## [Goals]
1) In the libxml++ question, reproduce the passage beginning at the words "The function called" and stopping after the words "ContentNode, nothing helped...".
2) In the libxml++ question, what node type did the poster try dynamic_cast'ing to?
3) Carry on the libxml++ question past its last sentence.

-- Start Selected extract --

Search code examples
c++xmlxpathlibxml2

can't get xhtml <script> content with libxml++ using xpath expression


#include <libxml++/libxml++.h>

xmlpp::NodeSet xmlP(std::string xml_string, std::string xpath) {

xmlpp::DomParser doc;
// 'response' contains your HTML
doc.parse_memory(xml_string);

xmlpp::Document* document = doc.get_document();
xmlpp::Element* root = document->get_root_node();

xmlpp::NodeSet elemns = root->find(xpath);
xmlpp::Node* element = elemns[0];
std::cout << elemns.size() << std::endl;
std::cout << element->get_line() << std::endl;
//const auto nodeText = dynamic_cast<const xmlpp::TextNode*>(element);
const auto nodeText = dynamic_cast<const xmlpp::ContentNode*>(element);
if (nodeText && nodeText->is_white_space()) //Let's ignore the indenting - you don't always want to do this.
{
    std::cout << nodeText->get_content() << std::endl;
}
}

The xml_string is something like this :

std::string xml_strings("
<!DOCTYPE html PUBLIC \"-//W3C//DTD XHTML 1.0 Transitional//EN\" \"http://www.w3.org/TR/xhtml1/DTD/xhtml1-transitional.dtd\">
<html lang=\"en\" xml:lang=\"en\" xmlns=\"http://www.w3.org/1999/xhtml\">
<head>
<title>Demo page</title></head>
<body>
<div class=\"item\">
<div class=\"row\">
<div class=\"col-xs-8\">Item</div>
<div class=\"col-xs-4 value\">
<script type=\"text/javascript\">fruit('orange');</script>
</div></div></div>
</body></html>");

The function called with the page and the xpath expression like this : xmlpp::NodeSet xmlNodes = xmlP(xml_strings, "/html/body/div/div/div[2]/script");

The problem is i couldn't get the text inside the <script>, i tried dynamic_cast'ing to ContentNode, nothing helped...

-- End Selected extract --
-- Start Given information --

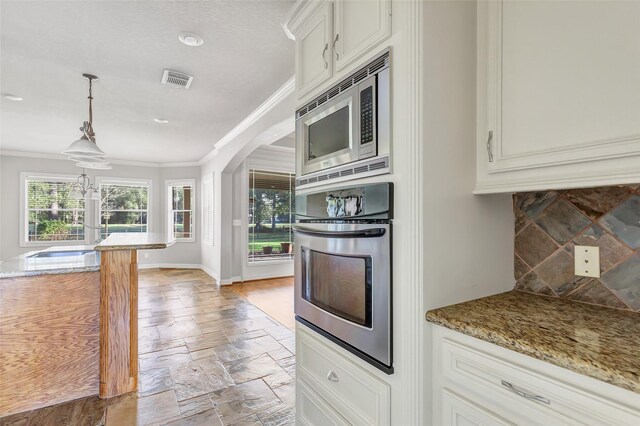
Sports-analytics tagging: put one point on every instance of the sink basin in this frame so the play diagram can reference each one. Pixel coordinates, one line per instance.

-- End Given information --
-- Start Given information --

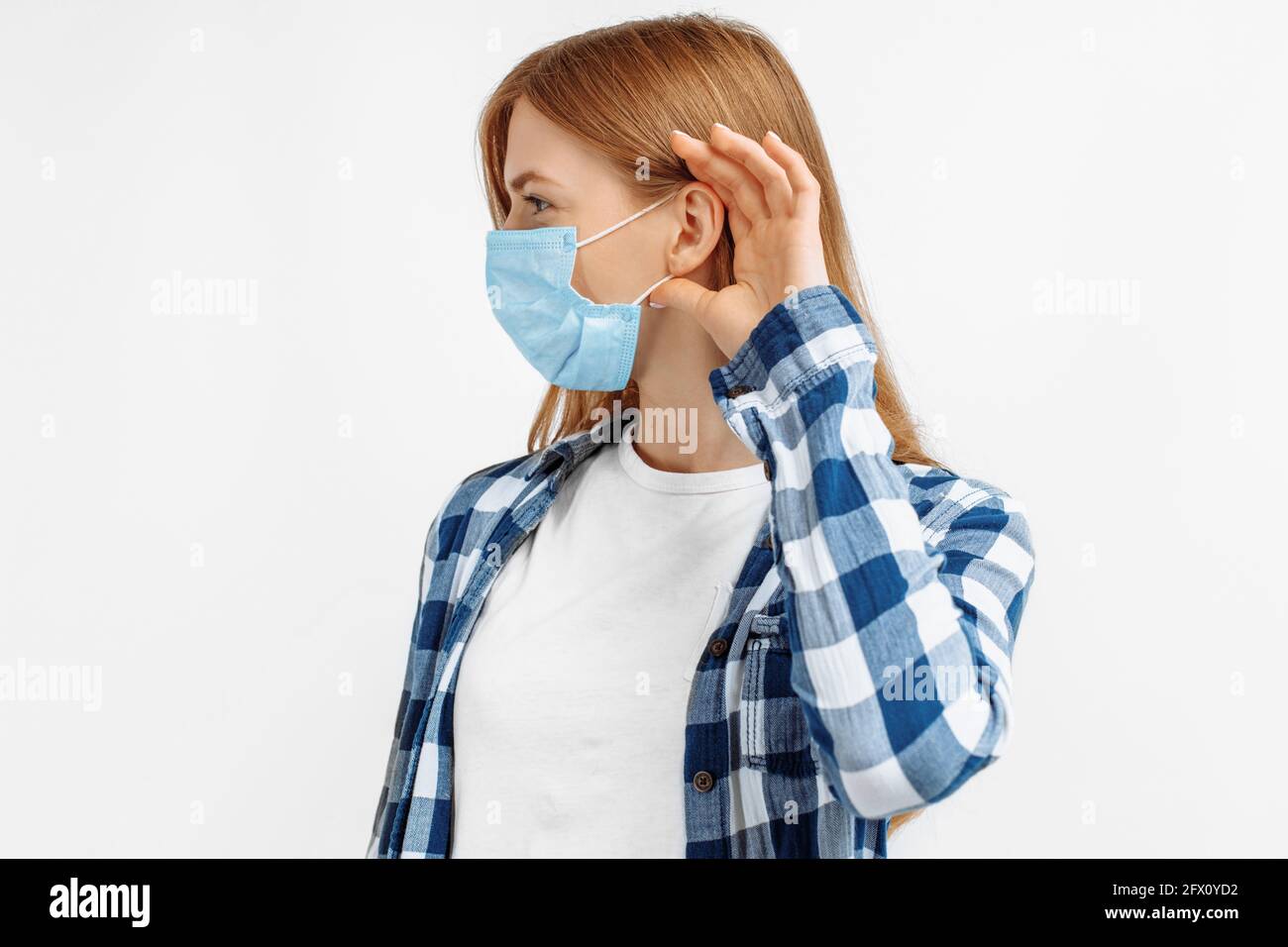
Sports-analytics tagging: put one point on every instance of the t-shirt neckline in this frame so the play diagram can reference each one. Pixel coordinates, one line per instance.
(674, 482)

-- End Given information --

## [Task responses]
1)
The function called with the page and the xpath expression like this : xmlpp::NodeSet xmlNodes = xmlP(xml_strings, "/html/body/div/div/div[2]/script");

The problem is i couldn't get the text inside the <script>, i tried dynamic_cast'ing to ContentNode, nothing helped...

2) ContentNode

3)
is libxml++ worth it or i need to solve my problem with another xml library?

Please, i appreciate all suggestions that can get me the text value from the <script> tag.


Solution

  • I tried reproducing your issue locally and could not get root->find(xpath) to produce any nodes. According to this issue, you need to tell XPath which namespace your nodes are under, even if it is the default namespace.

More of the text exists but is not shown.